* Task description *
Copy all of the data below word for word, leaving the pictures out of your answer.

╭──

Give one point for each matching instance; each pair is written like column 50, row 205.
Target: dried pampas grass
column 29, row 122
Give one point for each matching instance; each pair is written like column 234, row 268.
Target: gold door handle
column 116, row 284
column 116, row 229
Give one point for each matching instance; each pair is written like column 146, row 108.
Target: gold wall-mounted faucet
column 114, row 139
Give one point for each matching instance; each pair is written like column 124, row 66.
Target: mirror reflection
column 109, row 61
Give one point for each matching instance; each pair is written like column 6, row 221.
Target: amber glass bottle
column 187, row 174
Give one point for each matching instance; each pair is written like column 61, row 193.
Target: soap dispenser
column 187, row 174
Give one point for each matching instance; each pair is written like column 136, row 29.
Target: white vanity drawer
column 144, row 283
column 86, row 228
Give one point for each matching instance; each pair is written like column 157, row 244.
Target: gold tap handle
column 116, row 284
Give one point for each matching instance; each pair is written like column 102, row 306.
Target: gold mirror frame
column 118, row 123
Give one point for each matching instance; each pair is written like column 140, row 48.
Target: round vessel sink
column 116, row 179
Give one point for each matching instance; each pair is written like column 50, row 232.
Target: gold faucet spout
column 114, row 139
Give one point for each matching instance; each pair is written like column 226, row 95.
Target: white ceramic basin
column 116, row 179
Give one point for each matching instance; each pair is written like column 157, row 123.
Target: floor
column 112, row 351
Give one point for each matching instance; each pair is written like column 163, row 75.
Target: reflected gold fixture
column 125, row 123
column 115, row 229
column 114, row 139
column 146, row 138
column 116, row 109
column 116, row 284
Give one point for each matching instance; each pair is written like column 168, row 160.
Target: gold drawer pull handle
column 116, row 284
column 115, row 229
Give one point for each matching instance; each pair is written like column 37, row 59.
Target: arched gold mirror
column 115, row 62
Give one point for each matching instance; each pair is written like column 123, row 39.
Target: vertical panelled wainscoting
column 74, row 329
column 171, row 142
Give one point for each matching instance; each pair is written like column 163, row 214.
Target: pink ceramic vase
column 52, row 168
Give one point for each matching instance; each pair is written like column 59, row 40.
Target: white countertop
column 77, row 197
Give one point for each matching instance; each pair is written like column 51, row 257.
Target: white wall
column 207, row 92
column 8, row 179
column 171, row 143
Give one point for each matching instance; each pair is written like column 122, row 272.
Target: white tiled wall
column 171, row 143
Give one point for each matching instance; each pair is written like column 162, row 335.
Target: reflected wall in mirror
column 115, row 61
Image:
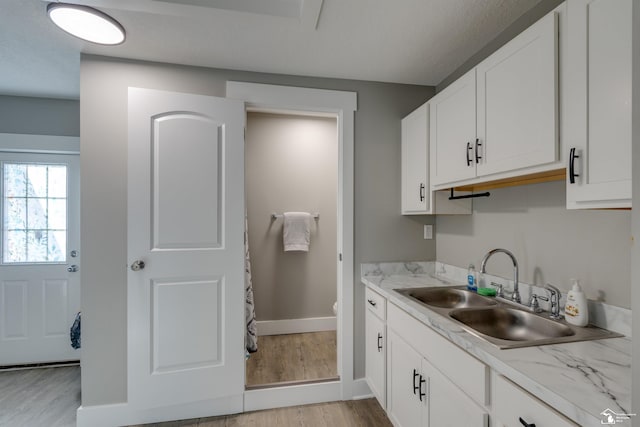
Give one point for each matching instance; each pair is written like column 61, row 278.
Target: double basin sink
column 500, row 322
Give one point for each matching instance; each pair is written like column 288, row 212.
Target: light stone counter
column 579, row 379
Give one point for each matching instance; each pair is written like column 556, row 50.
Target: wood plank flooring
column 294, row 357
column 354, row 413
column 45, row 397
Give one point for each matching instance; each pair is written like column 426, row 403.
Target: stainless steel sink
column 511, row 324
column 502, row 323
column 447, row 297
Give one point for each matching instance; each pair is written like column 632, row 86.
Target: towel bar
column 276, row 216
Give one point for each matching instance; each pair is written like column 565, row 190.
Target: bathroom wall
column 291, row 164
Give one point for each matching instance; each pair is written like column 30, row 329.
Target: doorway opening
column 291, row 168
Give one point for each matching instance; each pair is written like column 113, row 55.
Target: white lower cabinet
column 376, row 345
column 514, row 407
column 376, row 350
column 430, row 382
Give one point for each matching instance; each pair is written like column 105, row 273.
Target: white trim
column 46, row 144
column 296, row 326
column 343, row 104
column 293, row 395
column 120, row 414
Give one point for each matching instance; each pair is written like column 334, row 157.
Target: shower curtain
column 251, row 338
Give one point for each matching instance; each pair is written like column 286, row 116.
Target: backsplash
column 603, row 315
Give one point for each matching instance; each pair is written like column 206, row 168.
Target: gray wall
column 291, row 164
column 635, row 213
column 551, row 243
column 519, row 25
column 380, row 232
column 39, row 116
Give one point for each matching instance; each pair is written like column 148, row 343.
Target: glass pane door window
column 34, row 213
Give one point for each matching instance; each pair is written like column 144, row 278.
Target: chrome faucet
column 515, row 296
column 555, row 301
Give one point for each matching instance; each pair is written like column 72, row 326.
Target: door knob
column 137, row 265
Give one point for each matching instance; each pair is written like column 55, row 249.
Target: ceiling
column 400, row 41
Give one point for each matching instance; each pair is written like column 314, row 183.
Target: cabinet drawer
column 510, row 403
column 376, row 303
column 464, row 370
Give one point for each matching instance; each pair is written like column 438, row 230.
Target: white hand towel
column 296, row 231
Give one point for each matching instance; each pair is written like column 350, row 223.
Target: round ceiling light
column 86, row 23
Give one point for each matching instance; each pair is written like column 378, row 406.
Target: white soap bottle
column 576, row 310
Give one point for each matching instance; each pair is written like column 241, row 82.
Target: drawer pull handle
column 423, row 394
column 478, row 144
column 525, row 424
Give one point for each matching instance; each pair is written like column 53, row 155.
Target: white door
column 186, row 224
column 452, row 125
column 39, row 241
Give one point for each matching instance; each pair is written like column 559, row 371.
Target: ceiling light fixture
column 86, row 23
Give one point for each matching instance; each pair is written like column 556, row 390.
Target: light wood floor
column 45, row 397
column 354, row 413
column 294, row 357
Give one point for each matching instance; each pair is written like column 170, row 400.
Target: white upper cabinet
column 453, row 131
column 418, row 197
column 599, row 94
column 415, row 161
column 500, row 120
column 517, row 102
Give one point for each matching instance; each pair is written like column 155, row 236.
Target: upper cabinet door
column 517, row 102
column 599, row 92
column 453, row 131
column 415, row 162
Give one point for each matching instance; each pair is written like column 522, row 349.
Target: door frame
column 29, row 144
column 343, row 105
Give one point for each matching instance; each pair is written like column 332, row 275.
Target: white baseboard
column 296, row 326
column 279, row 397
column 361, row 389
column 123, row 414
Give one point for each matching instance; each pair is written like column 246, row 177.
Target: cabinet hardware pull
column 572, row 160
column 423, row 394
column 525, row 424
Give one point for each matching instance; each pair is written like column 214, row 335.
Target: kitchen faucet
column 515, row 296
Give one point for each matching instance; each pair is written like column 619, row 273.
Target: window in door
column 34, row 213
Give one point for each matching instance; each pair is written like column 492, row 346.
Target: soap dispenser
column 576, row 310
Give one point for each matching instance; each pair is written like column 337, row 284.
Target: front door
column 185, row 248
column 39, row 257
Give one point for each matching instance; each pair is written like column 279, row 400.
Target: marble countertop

╰──

* Complete output *
Give one point for each matching instance; each pair is written like column 50, row 205.
Target: dried pampas grass
column 29, row 122
Give one point for each matching instance; each pair is written like column 234, row 268.
Target: gold door handle
column 116, row 284
column 116, row 229
Give one point for each matching instance; each pair is written like column 146, row 108.
Target: gold wall-mounted faucet
column 114, row 139
Give one point for each matching instance; each pair is written like column 124, row 66.
Target: mirror reflection
column 109, row 61
Give one point for each matching instance; each pair is written like column 6, row 221.
Target: amber glass bottle
column 187, row 174
Give one point for each matching instance; each pair is written like column 61, row 193.
Target: soap dispenser
column 187, row 174
Give one point for each matching instance; each pair is written like column 136, row 29.
Target: white vanity drawer
column 144, row 283
column 86, row 228
Give one point for each matching instance; each pair is written like column 157, row 244.
Target: gold tap handle
column 116, row 284
Give one point for each matching instance; each pair is written like column 102, row 306.
Target: gold mirror frame
column 118, row 123
Give one point for each matching instance; each pair is written like column 140, row 48.
Target: round vessel sink
column 116, row 179
Give one point for each matching instance; each pair is written like column 50, row 232.
Target: gold faucet spout
column 114, row 139
Give one point for each matching instance; each pair is written like column 226, row 95.
Target: white ceramic basin
column 116, row 179
Give one point for each matching instance; each pair is written like column 157, row 123.
Target: floor
column 112, row 351
Give one point for each matching instance; each pair is written like column 163, row 75.
Target: reflected gold fixture
column 125, row 123
column 115, row 229
column 114, row 139
column 146, row 138
column 116, row 109
column 116, row 284
Give one point for each matching instance; each pair is written like column 168, row 160.
Target: gold drawer pull handle
column 116, row 284
column 115, row 229
Give one point for each matching instance; each pair is written like column 37, row 59.
Target: arched gold mirror
column 115, row 62
Give one point for each matching instance; each pair is written like column 123, row 39.
Target: vertical panelled wainscoting
column 74, row 329
column 171, row 142
Give one point for each matching instance; each pair is written like column 163, row 214.
Target: pink ceramic vase
column 52, row 168
Give one point for each matching instance; each pair is written like column 59, row 40.
Target: white countertop
column 77, row 197
Give one point for each matching instance; each pair is written like column 51, row 257.
Target: white wall
column 207, row 92
column 8, row 179
column 171, row 143
Give one point for each matching instance; each pair is written like column 122, row 272.
Target: white tiled wall
column 171, row 143
Give one point for each matching instance; each pair is written like column 162, row 335.
Target: reflected wall in mirror
column 115, row 61
Image:
Give one point for each matching instance; each pair is written like column 61, row 278.
Target: double basin sink
column 500, row 322
Give one point for each matching instance; each pair is written like column 288, row 212.
Target: light stone counter
column 579, row 379
Give one point for each matching instance; each pair is written like column 556, row 50.
Target: wood plank flooring
column 294, row 357
column 354, row 413
column 45, row 397
Give one point for each matching instance; each pair is written like column 426, row 403.
Target: stainless steel sink
column 511, row 324
column 502, row 323
column 447, row 297
Give one point for each matching instance; each pair is written like column 632, row 86.
Target: towel bar
column 276, row 216
Give one point for each matching instance; each pair is written like column 565, row 190.
Target: bathroom wall
column 291, row 164
Give one point for each matching instance; each pair is written like column 30, row 329.
Target: doorway opening
column 291, row 168
Give one point for each matching instance; each pair is written like column 113, row 55.
Target: white lower cabinet
column 376, row 345
column 514, row 407
column 376, row 350
column 430, row 382
Give one point for each matching instance; each pair is written like column 105, row 273.
Target: white trim
column 46, row 144
column 296, row 326
column 343, row 104
column 293, row 395
column 120, row 414
Give one point for each matching instance; each pair is written like column 334, row 157.
Target: shower curtain
column 251, row 338
Give one point for each matching instance; each pair is written like column 286, row 116.
Target: backsplash
column 603, row 315
Give one point for each matching instance; each pair is written like column 206, row 168.
Target: gray wall
column 291, row 164
column 635, row 213
column 551, row 243
column 519, row 25
column 380, row 232
column 39, row 116
Give one point for each matching instance; each pair is written like column 148, row 343.
Target: glass pane door window
column 34, row 213
Give one point for each matching instance; each pair is written like column 144, row 278.
Target: chrome faucet
column 515, row 296
column 555, row 301
Give one point for each matching instance; each pair is written like column 72, row 326.
Target: door knob
column 137, row 265
Give one point for each matching instance; each pair is written like column 55, row 249.
Target: ceiling
column 400, row 41
Give one point for each matching instance; each pair is written like column 314, row 183.
Target: cabinet drawer
column 510, row 403
column 376, row 303
column 464, row 370
Give one point for each matching instance; each pair is written like column 438, row 230.
Target: white hand towel
column 296, row 231
Give one point for each matching instance; each pair is written like column 350, row 223.
Target: round ceiling light
column 86, row 23
Give one point for each matching instance; each pair is written like column 378, row 406.
Target: white soap bottle
column 576, row 310
Give one point for each matching instance; each pair is written like column 241, row 82.
Target: drawer pull handle
column 423, row 394
column 478, row 144
column 525, row 424
Give one point for each matching instance; each pair is written like column 53, row 155.
Target: white door
column 186, row 224
column 452, row 125
column 39, row 241
Give one point for each matching instance; each pair is written like column 559, row 371.
Target: ceiling light fixture
column 86, row 23
Give one point for each matching instance; each pair is written like column 556, row 390.
Target: light wood floor
column 45, row 397
column 354, row 413
column 294, row 357
Give one point for each matching instance; each pair is written like column 170, row 400.
Target: white upper cabinet
column 453, row 131
column 418, row 197
column 599, row 94
column 415, row 161
column 500, row 120
column 517, row 102
Give one point for each matching instance; each pair is written like column 155, row 236.
Target: upper cabinet door
column 517, row 102
column 599, row 92
column 453, row 131
column 415, row 162
Give one point for each matching instance; each pair is written like column 522, row 349.
Target: door frame
column 29, row 144
column 343, row 105
Give one point for each matching instance; each pair is written like column 332, row 275.
Target: white baseboard
column 296, row 326
column 279, row 397
column 361, row 389
column 123, row 414
Give one point for each matching instance; each pair is written like column 246, row 177.
Target: cabinet hardware pull
column 572, row 160
column 423, row 394
column 525, row 424
Give one point for each matching instance; each pair is written like column 214, row 335.
Target: kitchen faucet
column 515, row 296
Give one point for each matching instance; each pair is written like column 619, row 273.
Target: window in door
column 34, row 213
Give one point for each matching instance; each pair is written like column 492, row 346.
Target: soap dispenser
column 576, row 310
Give one point for each matching instance; each pair is written like column 337, row 284.
Target: front door
column 185, row 248
column 39, row 257
Give one point for each matching instance; each pair is written like column 279, row 400.
Target: marble countertop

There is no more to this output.